_Requisitos do exercício_
1. Indique se cada afirmação concorda com o texto sobre cuidados paliativos, respondendo sim ou não e citando literalmente as palavras do texto que o decidem. (a) Prolongar a vida é um objetivo sem limites. (b) A formação em cuidados paliativos deve ser incluída nos curricula da pré e da pós-graduação. (c) O doente tem sempre o direito de não receber tratamentos fúteis.
2. Traduza para inglês esta frase do texto sobre cuidados paliativos: "A vida não adquire nem perde o seu valor por se situar em condições limite, nomeadamente por doença, por mais precárias que sejam."
3. Segundo o texto sobre cuidados paliativos, qual deverá ser o primeiro objetivo da equipa terapêutica no acompanhamento dos doentes em situação terminal?

E – Da palavra Estar. Estar com os doentes, estar presente na situação real, tendo os conhecimentos e tomando as atitudes correctas, dominando a tecnologia e os instrumentos adequados, tendo as equipas preparadas e entre si participativas e comunicantes. Estar também como pessoa com os doentes, acompanhando os seus semelhantes e compreendendo as situações mais difíceis e o sofrimento que lhes é inerente.
L – Da palavra Ligação. Ligação que significa relação com verdade, humanidade, serenidade, sabendo aproveitar as oportunidades para poder transmitir as notícias e as informações de acordo com a situação e com a cultura dos doentes, tendo o benefício do doente como o primeiro objectivo, sabendo pedir a ajuda necessária a outras equipas e a outros técnicos quando as circunstâncias o exigirem.
P - Formação em cuidados Paliativos que devem ser incluídos nos curricula da pré e da pós-graduação. Para muitos doentes o objectivo fundamental da intervenção da equipa terapêutica é aliviar o sofrimento e acompanhar as famílias. A formação em cuidados paliativos é absolutamente fundamental no exercício da Medicina e da Enfermagem em todos os níveis de cuidados de saúde.

A vida humana suporta todos os outros valores, nomeadamente a existência da consciência reflexiva; é a base de todos os direitos de cidadania e de espiritualidade. É inviolável em sim mesma. A vida não adquire nem perde o seu valor por se situar em condições limite, nomeadamente por doença, por mais precárias que sejam.



O valor da vida humana pode entrar em conflito com o valor de uma morte digna já que este valor se encontra ligado à imagem integral da pessoa. Neste sentido o doente tem o direito a manter um diálogo aberto e confiante com os médicos, com os que o rodeiam, e a conhecer a verdade da sua situação. Tem direito a receber os tratamentos adequados, segundo o estado da arte médica e as possibilidades da sociedade em que se insere. Tem, nomeadamente, direito aos cuidados paliativos que devem organizar-se nas comunidades locais. Tem sempre o direito de não receber tratamentos fúteis, inadequados e desproporcionados à sua situação.



O acompanhamento adequado dos doentes em situação terminal por parte de uma equipa terapêutica deve prosseguir objectivos claros durante todo o período de intervenção. Um primeiro objectivo deverá ser o de diminuir a dor, a ansiedade e o desconforto dos doentes. As equipas terapêuticas contam hoje com especialistas que dominam técnicas múltiplas que concorrem para uma significativa melhoria da qualidade na última fase da vida. Um segundo objectivo é o de prolongar a vida. O objectivo de prolongar a vida tem limites: deve estar subordinado às possibilidades de autonomia, à dignidade da vida e ao grau de sofrimento. O terceiro objectivo deverá ser o de tratar os doentes segundo a sua cultura os seus próprios desejos, e os seus valores. Um quarto e último objectivo será o de enquadrar os doentes no seu modo de viver, segundo a sua vontade e segundo os seus afectos. Se for possível tratar os doentes sem desorganizar a família.

_Dados em estudo_
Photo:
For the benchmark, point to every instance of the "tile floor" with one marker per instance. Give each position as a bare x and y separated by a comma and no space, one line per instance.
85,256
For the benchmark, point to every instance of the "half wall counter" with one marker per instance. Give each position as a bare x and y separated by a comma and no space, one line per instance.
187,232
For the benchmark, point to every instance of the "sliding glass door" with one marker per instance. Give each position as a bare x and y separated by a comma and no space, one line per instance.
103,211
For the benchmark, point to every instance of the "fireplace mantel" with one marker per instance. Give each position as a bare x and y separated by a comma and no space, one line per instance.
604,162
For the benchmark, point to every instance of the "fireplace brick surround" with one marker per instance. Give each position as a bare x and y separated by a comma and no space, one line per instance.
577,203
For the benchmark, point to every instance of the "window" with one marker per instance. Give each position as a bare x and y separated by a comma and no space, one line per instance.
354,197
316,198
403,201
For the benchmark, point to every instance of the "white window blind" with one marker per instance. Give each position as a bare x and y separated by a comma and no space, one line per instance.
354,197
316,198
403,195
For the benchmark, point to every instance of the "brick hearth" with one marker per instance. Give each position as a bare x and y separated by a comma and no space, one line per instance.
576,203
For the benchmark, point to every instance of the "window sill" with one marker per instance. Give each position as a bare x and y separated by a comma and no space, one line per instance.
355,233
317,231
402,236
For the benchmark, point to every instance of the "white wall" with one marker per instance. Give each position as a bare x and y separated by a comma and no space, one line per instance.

_Respostas por tarefa_
1.
(a) Não: "O objectivo de prolongar a vida tem limites"
(b) Sim: "Formação em cuidados Paliativos que devem ser incluídos nos curricula da pré e da pós-graduação."
(c) Sim: "Tem sempre o direito de não receber tratamentos fúteis, inadequados e desproporcionados à sua situação."

2. Life neither gains nor loses its value by being placed in extreme conditions, namely through illness, however precarious they may be.

3. Diminuir a dor, a ansiedade e o desconforto dos doentes.